◆ **Solicitação escrita 1**
Coloque em uma lista JSON de strings as linhas dos registros, da linha que contém "For each instance of the corrugated" até a linha que contém "(1178, 338)", incluindo ambas. Use uma string para cada linha e omita as linhas em branco.

◆ **Texto fornecido**

Redes sociais virtuais tornaram-se espaços privilegiados para registros de narrativas pessoais, a
partir dos anos 2000, com a popularização da internet (SANTIAGO de SÁ & HELLER, 2018, p. 34). Por
meio delas passamos a produzir e a receber, incessantemente, conteúdos por meio de textos, fotos,
vídeos e outros recursos multimídia. O Facebook é hoje uma plataforma de comunicação e entretenimento
com expressivo número de usuários ativos, algo em torno de 2.910 bilhões espalhados pelo mundo
(KEMP, 2022, p. 99). A velocidade do seu crescimento ajuda a compreender essa cifra: para chegar a 50
milhões de usuários, por exemplo, o rádio precisou de 38 anos; a televisão, 23; a internet, quatro, e o
Facebook apenas nove meses para superar 100 milhões, quando abriu sua plataforma ao público em
geral, em setembro de 2006 (LÓPEZ & CIUFFOLI, 2012, p. 27). Tal desempenho, em tão curto espaço de
tempo, justifica sua escolha como objeto para refletirmos sobre o caráter público e dinâmico que as
narrativas de si, como passaremos a chamá-las, ganharam na contemporaneidade.

◆ **Solicitação escrita 2**
Traduza para o inglês a seguinte frase do texto sobre redes sociais: "Por meio delas passamos a produzir e a receber, incessantemente, conteúdos por meio de textos, fotos, vídeos e outros recursos multimídia."

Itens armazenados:
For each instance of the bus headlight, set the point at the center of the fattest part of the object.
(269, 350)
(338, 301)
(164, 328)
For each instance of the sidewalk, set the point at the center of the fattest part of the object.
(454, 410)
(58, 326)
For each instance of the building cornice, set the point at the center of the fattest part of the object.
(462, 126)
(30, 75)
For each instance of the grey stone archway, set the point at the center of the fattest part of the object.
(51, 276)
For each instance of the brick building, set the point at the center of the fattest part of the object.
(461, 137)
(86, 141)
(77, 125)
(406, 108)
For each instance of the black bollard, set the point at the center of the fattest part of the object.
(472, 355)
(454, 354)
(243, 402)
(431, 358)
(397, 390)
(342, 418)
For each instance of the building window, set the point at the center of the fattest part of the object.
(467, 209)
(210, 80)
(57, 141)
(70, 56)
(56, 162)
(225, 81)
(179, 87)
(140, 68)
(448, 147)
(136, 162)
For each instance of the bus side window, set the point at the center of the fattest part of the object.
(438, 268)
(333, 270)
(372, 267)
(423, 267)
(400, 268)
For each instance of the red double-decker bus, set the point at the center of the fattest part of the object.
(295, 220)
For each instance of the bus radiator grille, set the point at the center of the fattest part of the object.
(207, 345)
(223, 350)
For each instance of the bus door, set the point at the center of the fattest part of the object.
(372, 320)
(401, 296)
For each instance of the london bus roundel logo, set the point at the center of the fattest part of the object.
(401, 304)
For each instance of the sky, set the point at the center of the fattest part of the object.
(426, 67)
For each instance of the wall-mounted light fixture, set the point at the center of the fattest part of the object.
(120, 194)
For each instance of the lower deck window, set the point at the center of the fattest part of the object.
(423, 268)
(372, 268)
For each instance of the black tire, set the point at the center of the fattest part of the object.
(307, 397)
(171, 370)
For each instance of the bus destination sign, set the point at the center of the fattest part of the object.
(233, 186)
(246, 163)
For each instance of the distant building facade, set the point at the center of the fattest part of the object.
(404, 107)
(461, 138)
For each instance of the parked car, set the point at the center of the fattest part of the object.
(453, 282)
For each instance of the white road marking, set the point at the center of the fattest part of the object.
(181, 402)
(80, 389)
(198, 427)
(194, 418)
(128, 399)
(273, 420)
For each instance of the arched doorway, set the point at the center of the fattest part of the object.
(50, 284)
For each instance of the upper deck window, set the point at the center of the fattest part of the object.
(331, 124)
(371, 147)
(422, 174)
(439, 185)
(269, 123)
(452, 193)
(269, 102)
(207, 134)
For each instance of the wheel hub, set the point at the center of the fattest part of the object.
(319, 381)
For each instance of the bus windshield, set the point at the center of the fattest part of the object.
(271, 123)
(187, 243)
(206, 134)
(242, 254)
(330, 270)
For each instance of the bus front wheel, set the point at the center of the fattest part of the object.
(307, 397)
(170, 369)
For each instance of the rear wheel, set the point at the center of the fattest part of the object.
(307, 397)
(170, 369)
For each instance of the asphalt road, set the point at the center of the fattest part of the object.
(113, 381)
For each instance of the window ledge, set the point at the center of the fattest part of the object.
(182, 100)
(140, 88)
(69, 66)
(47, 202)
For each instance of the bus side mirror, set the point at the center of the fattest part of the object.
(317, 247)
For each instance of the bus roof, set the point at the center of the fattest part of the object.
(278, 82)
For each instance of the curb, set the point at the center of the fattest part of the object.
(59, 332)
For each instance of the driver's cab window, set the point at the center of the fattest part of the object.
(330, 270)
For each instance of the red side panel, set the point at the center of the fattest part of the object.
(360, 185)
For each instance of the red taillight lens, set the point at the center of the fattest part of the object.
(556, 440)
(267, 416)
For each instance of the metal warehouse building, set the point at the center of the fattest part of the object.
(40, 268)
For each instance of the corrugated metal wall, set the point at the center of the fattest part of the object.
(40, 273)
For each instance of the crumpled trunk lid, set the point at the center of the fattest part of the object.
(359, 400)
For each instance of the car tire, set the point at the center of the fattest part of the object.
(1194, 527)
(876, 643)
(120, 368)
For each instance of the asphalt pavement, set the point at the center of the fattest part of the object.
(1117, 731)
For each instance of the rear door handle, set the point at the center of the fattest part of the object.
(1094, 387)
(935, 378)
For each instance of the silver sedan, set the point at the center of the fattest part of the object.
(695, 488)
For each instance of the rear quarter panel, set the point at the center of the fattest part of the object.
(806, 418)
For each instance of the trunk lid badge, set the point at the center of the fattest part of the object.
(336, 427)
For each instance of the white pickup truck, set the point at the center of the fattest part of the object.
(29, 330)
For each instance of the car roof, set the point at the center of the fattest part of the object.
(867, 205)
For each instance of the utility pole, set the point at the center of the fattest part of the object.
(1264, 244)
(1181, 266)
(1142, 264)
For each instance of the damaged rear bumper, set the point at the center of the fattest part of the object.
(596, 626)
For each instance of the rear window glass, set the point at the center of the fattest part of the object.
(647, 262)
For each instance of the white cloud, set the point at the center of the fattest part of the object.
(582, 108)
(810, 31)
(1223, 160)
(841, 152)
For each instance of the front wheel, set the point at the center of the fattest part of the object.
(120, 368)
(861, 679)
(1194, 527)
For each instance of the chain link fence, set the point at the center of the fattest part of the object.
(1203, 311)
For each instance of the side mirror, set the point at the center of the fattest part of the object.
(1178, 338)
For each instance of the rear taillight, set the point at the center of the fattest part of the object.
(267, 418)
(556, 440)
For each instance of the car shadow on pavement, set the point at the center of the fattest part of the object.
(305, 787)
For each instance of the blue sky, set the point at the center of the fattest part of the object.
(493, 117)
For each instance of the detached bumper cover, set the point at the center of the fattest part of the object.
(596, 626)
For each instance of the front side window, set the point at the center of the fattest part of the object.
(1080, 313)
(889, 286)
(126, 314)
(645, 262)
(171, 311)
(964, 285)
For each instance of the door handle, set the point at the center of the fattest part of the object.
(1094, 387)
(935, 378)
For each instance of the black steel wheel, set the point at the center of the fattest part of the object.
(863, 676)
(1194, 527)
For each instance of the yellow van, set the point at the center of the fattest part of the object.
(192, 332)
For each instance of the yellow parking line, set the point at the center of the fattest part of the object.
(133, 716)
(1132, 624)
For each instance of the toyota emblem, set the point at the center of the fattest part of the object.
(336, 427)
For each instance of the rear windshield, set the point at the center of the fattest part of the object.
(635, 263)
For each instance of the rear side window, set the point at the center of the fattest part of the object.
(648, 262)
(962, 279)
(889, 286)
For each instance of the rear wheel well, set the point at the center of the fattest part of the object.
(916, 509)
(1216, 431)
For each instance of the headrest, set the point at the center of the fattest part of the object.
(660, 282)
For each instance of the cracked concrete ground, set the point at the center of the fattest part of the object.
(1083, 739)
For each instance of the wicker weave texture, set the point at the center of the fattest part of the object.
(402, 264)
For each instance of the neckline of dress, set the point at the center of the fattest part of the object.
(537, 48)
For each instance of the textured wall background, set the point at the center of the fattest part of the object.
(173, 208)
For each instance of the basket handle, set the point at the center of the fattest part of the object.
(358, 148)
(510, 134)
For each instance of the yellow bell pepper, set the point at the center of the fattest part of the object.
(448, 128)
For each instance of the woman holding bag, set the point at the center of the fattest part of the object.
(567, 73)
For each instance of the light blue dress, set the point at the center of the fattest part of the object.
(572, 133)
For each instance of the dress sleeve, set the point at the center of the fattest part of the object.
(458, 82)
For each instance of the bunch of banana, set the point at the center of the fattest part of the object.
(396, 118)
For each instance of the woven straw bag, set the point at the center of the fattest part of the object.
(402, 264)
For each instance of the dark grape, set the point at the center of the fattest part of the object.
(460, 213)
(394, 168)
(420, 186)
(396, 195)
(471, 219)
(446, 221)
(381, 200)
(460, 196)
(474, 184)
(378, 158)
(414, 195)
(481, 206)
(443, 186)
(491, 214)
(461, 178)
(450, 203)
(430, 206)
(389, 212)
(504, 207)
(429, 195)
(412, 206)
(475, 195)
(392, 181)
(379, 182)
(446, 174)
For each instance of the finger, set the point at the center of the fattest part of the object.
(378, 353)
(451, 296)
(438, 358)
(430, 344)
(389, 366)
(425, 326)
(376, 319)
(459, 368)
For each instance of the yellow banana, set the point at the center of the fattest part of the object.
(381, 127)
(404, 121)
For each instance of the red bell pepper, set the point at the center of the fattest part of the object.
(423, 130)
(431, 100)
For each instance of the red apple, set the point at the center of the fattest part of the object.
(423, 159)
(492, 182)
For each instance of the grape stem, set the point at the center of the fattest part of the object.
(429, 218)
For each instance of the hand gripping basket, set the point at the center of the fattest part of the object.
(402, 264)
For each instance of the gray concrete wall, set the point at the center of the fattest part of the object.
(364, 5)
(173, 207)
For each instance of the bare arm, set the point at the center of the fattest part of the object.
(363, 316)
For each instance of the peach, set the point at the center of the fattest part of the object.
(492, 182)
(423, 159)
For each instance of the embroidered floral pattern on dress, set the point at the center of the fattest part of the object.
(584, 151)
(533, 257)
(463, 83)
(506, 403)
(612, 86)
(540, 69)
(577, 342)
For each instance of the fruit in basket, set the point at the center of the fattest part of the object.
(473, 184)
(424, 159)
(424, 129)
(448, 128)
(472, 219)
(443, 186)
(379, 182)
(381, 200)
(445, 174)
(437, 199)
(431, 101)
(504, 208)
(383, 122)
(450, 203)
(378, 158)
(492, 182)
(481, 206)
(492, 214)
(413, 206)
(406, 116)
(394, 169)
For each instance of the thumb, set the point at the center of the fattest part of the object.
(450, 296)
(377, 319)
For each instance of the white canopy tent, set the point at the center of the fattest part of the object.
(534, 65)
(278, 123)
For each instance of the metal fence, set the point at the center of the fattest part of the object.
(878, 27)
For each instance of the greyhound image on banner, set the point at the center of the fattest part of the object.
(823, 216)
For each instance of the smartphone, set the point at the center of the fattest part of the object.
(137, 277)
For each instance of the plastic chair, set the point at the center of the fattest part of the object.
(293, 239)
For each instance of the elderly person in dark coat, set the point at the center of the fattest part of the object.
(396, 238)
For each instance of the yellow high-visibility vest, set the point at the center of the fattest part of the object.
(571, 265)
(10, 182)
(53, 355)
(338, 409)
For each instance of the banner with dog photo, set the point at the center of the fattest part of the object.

◆ **Resposta escrita 1**
[
  "For each instance of the corrugated metal wall, set the point at the center of the fattest part of the object.",
  "(40, 273)",
  "For each instance of the crumpled trunk lid, set the point at the center of the fattest part of the object.",
  "(359, 400)",
  "For each instance of the car tire, set the point at the center of the fattest part of the object.",
  "(1194, 527)",
  "(876, 643)",
  "(120, 368)",
  "For each instance of the asphalt pavement, set the point at the center of the fattest part of the object.",
  "(1117, 731)",
  "For each instance of the rear door handle, set the point at the center of the fattest part of the object.",
  "(1094, 387)",
  "(935, 378)",
  "For each instance of the silver sedan, set the point at the center of the fattest part of the object.",
  "(695, 488)",
  "For each instance of the rear quarter panel, set the point at the center of the fattest part of the object.",
  "(806, 418)",
  "For each instance of the trunk lid badge, set the point at the center of the fattest part of the object.",
  "(336, 427)",
  "For each instance of the white pickup truck, set the point at the center of the fattest part of the object.",
  "(29, 330)",
  "For each instance of the car roof, set the point at the center of the fattest part of the object.",
  "(867, 205)",
  "For each instance of the utility pole, set the point at the center of the fattest part of the object.",
  "(1264, 244)",
  "(1181, 266)",
  "(1142, 264)",
  "For each instance of the damaged rear bumper, set the point at the center of the fattest part of the object.",
  "(596, 626)",
  "For each instance of the rear window glass, set the point at the center of the fattest part of the object.",
  "(647, 262)",
  "For each instance of the white cloud, set the point at the center of the fattest part of the object.",
  "(582, 108)",
  "(810, 31)",
  "(1223, 160)",
  "(841, 152)",
  "For each instance of the front wheel, set the point at the center of the fattest part of the object.",
  "(120, 368)",
  "(861, 679)",
  "(1194, 527)",
  "For each instance of the chain link fence, set the point at the center of the fattest part of the object.",
  "(1203, 311)",
  "For each instance of the side mirror, set the point at the center of the fattest part of the object.",
  "(1178, 338)"
]

◆ **Resposta escrita 2**
Through them, we began to produce and receive content incessantly by means of texts, photos, videos, and other multimedia resources.